Find the line that contains "Where does a point fall on the bear reflection"; then retype it and each line after it, exactly, through the final line of the data below.

(Named-object pointing records)

:::

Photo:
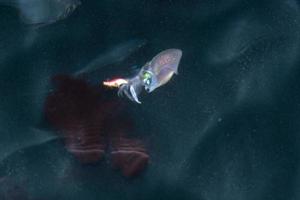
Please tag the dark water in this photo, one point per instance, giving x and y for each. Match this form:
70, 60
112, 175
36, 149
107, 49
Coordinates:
227, 127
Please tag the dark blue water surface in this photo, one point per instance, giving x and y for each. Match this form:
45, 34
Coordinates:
226, 128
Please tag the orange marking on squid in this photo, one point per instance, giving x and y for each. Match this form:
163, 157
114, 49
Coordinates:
115, 83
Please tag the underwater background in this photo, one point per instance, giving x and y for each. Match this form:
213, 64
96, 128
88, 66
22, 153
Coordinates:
226, 127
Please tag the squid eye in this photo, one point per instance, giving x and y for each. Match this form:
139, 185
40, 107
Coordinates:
147, 82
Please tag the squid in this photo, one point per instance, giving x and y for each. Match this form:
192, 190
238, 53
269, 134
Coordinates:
152, 75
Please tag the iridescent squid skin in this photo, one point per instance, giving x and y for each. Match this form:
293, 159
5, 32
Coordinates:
152, 75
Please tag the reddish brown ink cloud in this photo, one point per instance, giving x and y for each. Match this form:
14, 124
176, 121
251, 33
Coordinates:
93, 120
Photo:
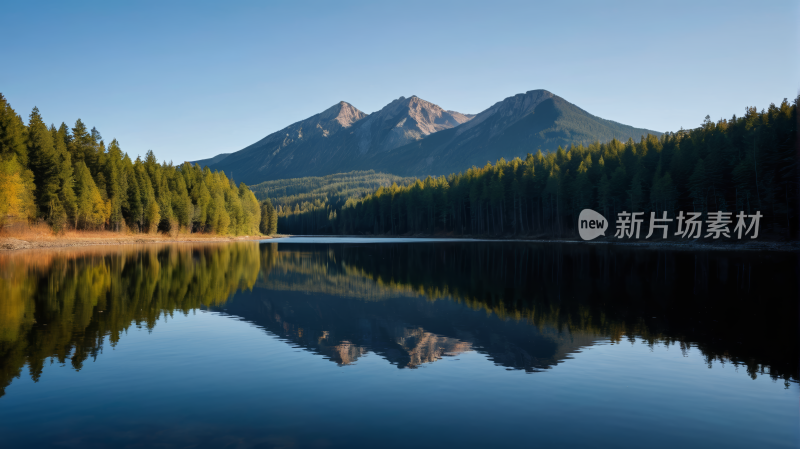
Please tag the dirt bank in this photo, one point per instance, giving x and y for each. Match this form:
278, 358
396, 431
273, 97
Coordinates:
74, 239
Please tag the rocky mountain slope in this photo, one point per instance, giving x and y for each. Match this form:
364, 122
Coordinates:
513, 127
334, 140
413, 137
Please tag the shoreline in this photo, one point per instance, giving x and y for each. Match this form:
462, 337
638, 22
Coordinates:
13, 244
43, 241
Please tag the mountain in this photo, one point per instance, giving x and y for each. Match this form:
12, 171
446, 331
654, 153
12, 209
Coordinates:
413, 137
513, 127
335, 139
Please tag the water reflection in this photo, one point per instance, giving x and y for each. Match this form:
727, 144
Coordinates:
527, 306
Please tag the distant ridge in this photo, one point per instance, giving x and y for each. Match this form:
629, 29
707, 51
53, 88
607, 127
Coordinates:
413, 137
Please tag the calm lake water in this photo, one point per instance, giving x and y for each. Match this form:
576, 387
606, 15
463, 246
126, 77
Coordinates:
398, 343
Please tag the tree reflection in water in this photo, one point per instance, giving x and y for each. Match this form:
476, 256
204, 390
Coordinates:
526, 305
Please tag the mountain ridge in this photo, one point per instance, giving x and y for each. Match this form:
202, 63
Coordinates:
413, 137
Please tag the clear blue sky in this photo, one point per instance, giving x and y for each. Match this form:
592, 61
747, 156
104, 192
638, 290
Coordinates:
191, 80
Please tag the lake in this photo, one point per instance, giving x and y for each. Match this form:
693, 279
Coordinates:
330, 342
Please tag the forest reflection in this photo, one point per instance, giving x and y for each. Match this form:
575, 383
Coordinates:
537, 303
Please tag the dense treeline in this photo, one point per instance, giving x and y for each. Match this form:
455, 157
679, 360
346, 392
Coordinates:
70, 178
304, 205
745, 164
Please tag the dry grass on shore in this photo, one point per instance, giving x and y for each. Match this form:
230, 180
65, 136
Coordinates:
23, 236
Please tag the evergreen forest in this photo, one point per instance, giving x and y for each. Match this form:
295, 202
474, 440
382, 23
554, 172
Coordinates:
746, 163
70, 178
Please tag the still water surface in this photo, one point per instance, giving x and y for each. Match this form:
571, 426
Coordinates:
350, 343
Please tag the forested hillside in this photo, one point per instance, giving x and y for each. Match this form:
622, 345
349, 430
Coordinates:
413, 137
746, 163
294, 198
70, 178
537, 119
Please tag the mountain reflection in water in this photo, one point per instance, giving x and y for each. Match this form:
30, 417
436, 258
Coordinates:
525, 305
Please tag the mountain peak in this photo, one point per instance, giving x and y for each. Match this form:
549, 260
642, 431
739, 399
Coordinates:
403, 121
342, 112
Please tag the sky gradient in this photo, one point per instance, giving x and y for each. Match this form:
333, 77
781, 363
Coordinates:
192, 80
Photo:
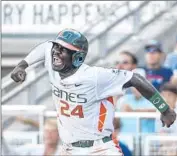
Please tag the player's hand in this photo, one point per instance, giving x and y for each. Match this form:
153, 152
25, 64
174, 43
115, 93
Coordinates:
168, 117
19, 73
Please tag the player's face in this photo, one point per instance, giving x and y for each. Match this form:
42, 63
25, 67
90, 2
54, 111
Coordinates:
125, 62
61, 58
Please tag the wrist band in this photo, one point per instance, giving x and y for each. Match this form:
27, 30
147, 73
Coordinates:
159, 102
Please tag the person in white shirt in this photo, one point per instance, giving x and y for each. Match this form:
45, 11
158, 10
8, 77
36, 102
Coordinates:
83, 94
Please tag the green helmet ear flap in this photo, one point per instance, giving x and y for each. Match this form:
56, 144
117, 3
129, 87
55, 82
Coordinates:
78, 58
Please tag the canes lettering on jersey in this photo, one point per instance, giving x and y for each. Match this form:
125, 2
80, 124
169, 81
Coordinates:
70, 97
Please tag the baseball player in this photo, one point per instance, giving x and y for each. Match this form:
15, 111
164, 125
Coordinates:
83, 94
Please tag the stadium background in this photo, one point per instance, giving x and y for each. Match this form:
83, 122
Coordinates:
110, 27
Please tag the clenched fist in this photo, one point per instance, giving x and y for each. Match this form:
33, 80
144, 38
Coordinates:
168, 117
19, 73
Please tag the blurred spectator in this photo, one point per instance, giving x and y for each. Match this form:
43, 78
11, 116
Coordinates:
135, 102
171, 62
126, 61
156, 73
169, 93
117, 126
50, 146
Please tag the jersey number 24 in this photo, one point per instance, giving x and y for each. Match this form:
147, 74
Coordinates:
77, 111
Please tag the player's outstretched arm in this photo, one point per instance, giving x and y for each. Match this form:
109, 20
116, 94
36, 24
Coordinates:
36, 55
168, 116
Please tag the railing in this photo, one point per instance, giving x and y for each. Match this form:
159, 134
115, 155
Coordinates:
146, 146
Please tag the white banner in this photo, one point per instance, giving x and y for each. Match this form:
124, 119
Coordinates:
20, 138
50, 16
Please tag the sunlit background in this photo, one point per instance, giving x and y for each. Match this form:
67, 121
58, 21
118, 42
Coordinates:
111, 27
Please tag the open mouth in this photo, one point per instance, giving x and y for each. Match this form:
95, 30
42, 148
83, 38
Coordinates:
57, 61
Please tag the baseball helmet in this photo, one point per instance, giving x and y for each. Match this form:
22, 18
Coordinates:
74, 41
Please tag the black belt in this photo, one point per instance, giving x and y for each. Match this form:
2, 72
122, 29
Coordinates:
89, 143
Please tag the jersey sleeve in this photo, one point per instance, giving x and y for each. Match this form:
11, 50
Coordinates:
37, 54
109, 82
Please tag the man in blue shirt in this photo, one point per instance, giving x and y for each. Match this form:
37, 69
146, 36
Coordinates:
155, 72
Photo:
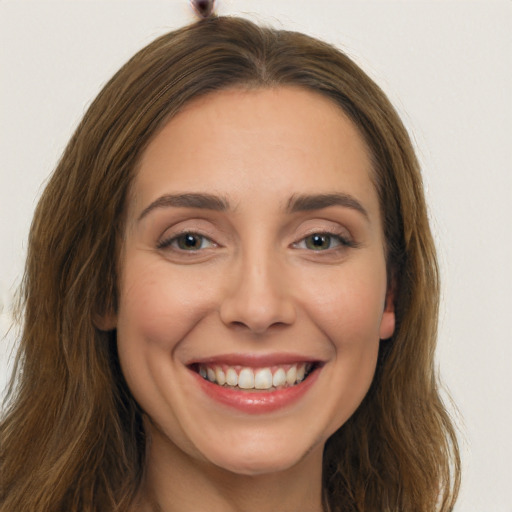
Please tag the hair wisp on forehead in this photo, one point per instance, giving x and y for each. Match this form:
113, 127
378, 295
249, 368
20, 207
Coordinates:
80, 446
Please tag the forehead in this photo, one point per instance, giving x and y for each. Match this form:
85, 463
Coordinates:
250, 144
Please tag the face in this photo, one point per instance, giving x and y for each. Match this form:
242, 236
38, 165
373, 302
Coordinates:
253, 279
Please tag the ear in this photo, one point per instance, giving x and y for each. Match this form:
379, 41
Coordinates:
105, 322
387, 323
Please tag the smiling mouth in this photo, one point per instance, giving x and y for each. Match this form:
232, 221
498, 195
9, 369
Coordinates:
243, 378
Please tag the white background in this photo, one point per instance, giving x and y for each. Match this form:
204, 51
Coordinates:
446, 65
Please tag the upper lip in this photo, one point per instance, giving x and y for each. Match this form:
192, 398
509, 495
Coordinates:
255, 360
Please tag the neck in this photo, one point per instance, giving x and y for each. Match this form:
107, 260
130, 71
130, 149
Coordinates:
177, 482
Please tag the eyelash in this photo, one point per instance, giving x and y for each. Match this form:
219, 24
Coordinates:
343, 242
168, 242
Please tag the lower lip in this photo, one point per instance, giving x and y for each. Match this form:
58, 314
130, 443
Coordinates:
257, 402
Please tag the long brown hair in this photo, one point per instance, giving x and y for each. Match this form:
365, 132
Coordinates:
72, 436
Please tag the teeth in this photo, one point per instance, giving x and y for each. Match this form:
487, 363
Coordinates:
210, 374
279, 378
231, 377
263, 379
291, 375
220, 376
248, 378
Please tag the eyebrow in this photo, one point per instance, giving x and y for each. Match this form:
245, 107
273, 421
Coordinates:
297, 203
301, 203
202, 201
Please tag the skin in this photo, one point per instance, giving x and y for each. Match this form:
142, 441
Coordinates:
254, 286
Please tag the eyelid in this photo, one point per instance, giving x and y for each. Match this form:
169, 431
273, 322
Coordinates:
167, 241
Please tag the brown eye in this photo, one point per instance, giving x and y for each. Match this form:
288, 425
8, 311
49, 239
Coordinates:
187, 242
320, 241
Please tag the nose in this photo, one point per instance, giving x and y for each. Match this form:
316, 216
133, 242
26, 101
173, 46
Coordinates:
258, 297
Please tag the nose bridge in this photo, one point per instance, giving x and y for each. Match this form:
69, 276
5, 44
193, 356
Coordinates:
258, 296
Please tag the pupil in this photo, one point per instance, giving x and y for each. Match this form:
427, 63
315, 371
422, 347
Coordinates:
319, 241
190, 241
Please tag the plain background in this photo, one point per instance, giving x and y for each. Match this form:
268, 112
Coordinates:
446, 65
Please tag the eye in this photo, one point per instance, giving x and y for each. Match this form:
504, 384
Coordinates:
321, 242
187, 242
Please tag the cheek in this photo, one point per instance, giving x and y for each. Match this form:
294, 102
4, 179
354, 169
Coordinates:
159, 305
348, 306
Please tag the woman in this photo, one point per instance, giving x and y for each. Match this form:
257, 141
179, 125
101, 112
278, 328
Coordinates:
231, 285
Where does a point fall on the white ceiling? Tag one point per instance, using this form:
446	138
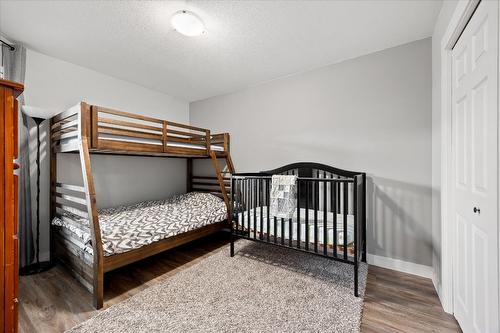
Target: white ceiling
247	42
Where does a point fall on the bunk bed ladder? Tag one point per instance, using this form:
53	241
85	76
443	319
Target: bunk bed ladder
218	173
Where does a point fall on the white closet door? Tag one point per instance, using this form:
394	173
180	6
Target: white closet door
475	172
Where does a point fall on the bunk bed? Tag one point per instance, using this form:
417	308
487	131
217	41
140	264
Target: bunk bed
86	239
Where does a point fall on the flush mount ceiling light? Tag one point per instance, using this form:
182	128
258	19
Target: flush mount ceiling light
187	23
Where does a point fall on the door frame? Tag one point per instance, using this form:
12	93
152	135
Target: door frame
462	14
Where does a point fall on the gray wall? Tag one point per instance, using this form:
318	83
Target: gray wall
55	85
371	114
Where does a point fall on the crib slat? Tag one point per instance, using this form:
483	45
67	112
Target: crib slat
325	217
261	213
298	214
334	210
282	231
268	209
316	199
307	215
275	231
254	208
249	203
346	208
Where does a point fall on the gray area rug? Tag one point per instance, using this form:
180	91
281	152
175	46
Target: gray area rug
263	288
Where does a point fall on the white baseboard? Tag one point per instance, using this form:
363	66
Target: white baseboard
401	266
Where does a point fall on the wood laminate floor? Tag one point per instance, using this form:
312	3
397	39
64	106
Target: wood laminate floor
53	301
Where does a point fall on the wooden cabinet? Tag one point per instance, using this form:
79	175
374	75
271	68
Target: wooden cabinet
9	259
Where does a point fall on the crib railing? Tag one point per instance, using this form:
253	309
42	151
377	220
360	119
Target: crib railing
329	219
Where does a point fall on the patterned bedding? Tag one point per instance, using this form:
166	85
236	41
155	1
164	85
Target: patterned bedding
127	228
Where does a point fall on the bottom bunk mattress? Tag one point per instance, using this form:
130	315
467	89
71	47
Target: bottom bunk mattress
126	228
299	228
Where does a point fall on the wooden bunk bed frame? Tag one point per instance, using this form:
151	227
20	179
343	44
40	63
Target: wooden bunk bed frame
87	129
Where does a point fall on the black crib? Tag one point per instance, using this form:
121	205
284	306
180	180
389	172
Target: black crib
330	219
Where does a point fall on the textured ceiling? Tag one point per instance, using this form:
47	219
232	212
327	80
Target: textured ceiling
247	42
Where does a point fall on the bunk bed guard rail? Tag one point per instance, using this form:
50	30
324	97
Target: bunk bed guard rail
330	215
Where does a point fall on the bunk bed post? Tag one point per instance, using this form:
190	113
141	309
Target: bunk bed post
363	218
220	179
189	183
88	183
53	183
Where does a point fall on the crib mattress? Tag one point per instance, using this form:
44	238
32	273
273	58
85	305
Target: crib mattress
126	228
249	224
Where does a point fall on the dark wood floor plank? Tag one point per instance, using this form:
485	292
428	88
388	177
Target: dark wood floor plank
53	301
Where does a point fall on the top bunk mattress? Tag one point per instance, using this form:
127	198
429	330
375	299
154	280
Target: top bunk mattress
130	227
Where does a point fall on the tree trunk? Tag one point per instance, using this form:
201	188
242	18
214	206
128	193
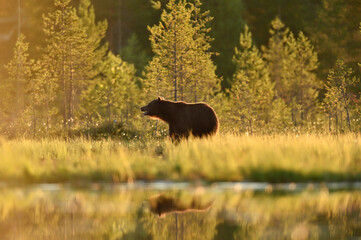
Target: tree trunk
348	118
175	65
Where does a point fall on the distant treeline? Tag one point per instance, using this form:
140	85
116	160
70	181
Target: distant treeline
73	81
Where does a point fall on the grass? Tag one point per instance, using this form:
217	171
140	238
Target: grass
279	158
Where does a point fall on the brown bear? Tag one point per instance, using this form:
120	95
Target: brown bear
198	119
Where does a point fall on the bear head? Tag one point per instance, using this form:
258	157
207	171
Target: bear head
153	109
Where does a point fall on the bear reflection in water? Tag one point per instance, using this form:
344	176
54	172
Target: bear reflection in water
162	205
184	119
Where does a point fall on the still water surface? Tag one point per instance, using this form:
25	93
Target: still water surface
165	210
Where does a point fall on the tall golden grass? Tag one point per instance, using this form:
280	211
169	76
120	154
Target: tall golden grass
277	158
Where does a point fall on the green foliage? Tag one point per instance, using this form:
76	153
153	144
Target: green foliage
339	97
132	53
292	63
20	81
67	57
252	91
114	96
182	68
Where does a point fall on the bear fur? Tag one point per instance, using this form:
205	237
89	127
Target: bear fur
197	119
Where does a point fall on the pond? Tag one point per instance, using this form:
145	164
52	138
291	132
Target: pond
166	210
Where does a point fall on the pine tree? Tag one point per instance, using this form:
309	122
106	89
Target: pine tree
275	55
114	97
181	63
20	74
339	97
292	63
300	65
133	53
19	70
252	91
67	55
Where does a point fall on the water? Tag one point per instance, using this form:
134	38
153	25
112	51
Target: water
166	210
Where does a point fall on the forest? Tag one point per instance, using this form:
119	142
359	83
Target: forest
84	68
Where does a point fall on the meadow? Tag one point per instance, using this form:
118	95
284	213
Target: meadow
226	157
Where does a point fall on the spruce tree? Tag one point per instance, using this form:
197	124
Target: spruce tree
292	63
19	71
300	65
181	63
275	55
339	97
67	55
114	97
20	74
252	91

:::

▶ Result of the task:
Where does a point fall on the bear reflection in water? Tag one point per instance, using this form:
344	176
54	172
Target: bear reflection in water
162	205
184	119
Where does a point fall on the still water surface? Tag one point per instance, using this form:
25	93
Target: still water surface
165	210
Where does a point fall on the tall golden grass? Tag one point per instance, using this form:
280	211
169	76
120	154
Target: tall golden grass
277	158
Where does a point fall on the green foliage? Tag one point per instance, using this form:
76	153
153	144
Target: green foliage
339	97
132	53
292	63
20	81
67	57
252	91
114	96
182	68
Where does a point fall on the bear fur? Tag one point per instance, using this form:
205	237
89	127
Target: bear fur
197	119
Where does a point fall on the pond? Tag one point per instance, using this form:
145	164
52	138
291	132
Target: pond
166	210
Where does a point fall on the pine tree? Tag one point per instance, using this form:
309	122
106	89
Target: pine tree
275	55
114	97
181	63
20	74
339	97
292	63
300	65
133	53
19	70
252	91
67	55
Where does a point fall on the water? Tag one point per instance, using this form:
134	38
153	25
112	51
Target: water
166	210
Where does a point fall on the forest? Tag one point per instance, using this form:
119	142
359	83
Target: forest
84	68
Where does a point fall on the meadow? Tag one point per instance, using this form:
118	95
284	213
Target: meadow
226	157
Where does a point fall on the spruce tree? Tag one point per instance, using this form:
197	124
Target: spruce tree
292	63
19	71
300	65
181	63
275	55
339	97
67	55
114	97
20	74
252	91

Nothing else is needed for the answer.